→ **Given task 1**
According to the GPU performance thread, what FP64 rate did the VEGA 20 die in the Radeon VII have?
→ **Given task 2**
Summarize the GPU performance thread in two sentences.
→ **Given task 3**
Please repeat the stretch of the GPU performance thread from "Something like the" through "be nearly useless.".

## BEGIN Excerpt

Apple Silicon GPU performance

[Pressure]

A practical example of a device family with greater theoretical tflops numbers than practical graphics performance is AMD’s Vega. The big Vegas were very good compute cards with excellent raw numbers. But for graphics work are often beaten by much weaker (flops wise) RDNA based gpus.

That is because usually graphic cards have 1/32nd FP64 rates and are bandwidth limited.

The VEGA 10 die (used for the Radeon RX 56 and 64) had 1/16th FP64 rate but paired with (at the time) fast HBM with low latency.

The VEGA 20 die (Radeon VII) had 1/2 FP64 with even more bandwidth, so that was a very fast compute card.

Something like the modern NVIDIA Geforce RTX 4090 has 1/64th FP64 rate.

 

[Basic75]

A practical example of a device family with greater theoretical tflops numbers than practical graphics performance is AMD’s Vega. The big Vegas were very good compute cards with excellent raw numbers. But for graphics work are often beaten by much weaker (flops wise) RDNA based gpus.

Another example is AMD RDNA3. The dual issue architecture that should double the FLOPS looks to be nearly useless.

 

[casperes1996]

That is because usually graphic cards have 1/32nd FP64 rates and are bandwidth limited.

## END Excerpt
## BEGIN Provided information

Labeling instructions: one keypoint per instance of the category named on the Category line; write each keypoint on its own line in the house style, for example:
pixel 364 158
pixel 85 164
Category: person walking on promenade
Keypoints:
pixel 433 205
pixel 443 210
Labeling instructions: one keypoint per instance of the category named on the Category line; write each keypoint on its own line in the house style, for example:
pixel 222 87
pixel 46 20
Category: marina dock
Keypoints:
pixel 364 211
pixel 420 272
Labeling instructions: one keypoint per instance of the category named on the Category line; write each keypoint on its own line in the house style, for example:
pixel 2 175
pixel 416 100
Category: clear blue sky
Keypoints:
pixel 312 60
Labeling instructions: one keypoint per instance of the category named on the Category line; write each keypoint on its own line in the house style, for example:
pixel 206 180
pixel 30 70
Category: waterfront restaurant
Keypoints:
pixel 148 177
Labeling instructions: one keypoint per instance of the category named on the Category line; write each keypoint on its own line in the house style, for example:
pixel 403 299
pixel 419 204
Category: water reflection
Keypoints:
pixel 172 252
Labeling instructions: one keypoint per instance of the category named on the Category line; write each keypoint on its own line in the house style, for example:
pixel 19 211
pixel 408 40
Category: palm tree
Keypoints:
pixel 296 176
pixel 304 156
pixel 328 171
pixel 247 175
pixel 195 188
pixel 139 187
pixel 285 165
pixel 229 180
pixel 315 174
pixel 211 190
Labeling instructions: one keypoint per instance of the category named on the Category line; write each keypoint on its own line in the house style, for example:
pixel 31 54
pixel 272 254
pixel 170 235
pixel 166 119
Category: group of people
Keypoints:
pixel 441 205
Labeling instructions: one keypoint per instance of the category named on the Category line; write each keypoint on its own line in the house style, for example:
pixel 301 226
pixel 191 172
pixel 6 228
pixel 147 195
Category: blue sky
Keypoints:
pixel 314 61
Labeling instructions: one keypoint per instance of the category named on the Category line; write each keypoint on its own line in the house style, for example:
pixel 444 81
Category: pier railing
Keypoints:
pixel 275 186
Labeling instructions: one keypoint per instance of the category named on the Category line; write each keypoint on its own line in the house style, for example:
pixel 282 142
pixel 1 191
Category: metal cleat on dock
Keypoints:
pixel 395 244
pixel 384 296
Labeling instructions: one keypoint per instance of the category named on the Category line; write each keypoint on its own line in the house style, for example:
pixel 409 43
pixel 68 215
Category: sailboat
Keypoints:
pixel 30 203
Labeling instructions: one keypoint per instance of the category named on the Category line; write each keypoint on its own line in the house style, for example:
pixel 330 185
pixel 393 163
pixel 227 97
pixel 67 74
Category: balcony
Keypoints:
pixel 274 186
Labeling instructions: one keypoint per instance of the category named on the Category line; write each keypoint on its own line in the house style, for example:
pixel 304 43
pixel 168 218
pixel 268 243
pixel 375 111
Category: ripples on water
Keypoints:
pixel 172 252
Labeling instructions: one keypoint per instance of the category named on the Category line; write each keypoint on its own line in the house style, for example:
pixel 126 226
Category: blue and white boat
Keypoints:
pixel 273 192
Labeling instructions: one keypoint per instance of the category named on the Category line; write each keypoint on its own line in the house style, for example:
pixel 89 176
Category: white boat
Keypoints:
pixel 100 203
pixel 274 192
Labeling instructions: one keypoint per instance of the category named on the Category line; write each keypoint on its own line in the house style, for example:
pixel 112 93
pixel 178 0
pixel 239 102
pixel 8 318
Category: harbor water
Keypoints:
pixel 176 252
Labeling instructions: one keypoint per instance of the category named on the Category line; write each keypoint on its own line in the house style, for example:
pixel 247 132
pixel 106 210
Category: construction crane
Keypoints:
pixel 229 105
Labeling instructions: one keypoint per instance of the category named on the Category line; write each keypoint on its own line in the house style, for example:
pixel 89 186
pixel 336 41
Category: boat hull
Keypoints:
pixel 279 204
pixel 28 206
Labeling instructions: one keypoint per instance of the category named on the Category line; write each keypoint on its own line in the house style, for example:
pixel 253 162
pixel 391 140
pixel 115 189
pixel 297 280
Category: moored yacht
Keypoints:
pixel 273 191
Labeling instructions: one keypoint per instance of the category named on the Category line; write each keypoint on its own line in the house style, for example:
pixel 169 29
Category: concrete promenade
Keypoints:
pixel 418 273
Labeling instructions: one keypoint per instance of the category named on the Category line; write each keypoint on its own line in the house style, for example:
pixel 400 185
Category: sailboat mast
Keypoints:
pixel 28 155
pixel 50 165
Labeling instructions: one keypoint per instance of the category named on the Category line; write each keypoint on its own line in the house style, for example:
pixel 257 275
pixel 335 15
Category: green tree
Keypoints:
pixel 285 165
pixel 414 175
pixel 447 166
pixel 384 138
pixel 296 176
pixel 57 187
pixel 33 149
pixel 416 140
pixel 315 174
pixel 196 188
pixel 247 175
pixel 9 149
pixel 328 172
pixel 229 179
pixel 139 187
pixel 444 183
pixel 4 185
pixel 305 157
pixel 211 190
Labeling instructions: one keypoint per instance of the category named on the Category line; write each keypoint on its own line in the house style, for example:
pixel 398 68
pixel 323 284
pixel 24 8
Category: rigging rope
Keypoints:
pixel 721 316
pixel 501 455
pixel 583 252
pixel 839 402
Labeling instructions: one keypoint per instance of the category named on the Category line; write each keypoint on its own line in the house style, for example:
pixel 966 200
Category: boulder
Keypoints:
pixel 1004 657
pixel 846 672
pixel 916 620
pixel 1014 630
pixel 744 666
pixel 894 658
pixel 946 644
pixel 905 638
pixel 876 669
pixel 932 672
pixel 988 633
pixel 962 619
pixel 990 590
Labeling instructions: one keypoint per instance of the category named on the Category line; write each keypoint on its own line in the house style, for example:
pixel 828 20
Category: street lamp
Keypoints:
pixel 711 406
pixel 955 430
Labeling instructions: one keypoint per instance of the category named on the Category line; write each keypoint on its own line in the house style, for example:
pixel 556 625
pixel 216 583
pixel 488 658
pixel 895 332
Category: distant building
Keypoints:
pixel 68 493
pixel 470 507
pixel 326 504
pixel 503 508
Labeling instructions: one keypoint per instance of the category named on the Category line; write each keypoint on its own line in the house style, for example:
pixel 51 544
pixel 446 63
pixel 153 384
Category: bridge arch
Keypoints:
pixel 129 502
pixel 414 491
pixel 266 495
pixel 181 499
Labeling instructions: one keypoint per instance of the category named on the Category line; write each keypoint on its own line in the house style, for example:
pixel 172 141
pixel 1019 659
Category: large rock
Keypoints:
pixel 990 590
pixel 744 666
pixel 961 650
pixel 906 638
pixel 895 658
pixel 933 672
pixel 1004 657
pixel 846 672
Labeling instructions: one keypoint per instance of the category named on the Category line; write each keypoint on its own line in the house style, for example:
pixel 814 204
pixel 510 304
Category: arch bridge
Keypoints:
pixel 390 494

## END Provided information

→ **Full output 1**
1/2 FP64.

→ **Full output 2**
AMD's Vega is offered as an example of GPUs with higher theoretical TFLOPS than practical graphics performance: strong compute cards often beaten in graphics work by weaker RDNA-based GPUs. Graphics cards are said to usually have 1/32nd FP64 rates and be bandwidth limited, with FP64 rates cited for the VEGA 10, VEGA 20 and RTX 4090, and RDNA3's dual issue architecture described as looking nearly useless.

→ **Full output 3**
Something like the modern NVIDIA Geforce RTX 4090 has 1/64th FP64 rate.

 

[Basic75]

A practical example of a device family with greater theoretical tflops numbers than practical graphics performance is AMD’s Vega. The big Vegas were very good compute cards with excellent raw numbers. But for graphics work are often beaten by much weaker (flops wise) RDNA based gpus.

Another example is AMD RDNA3. The dual issue architecture that should double the FLOPS looks to be nearly useless.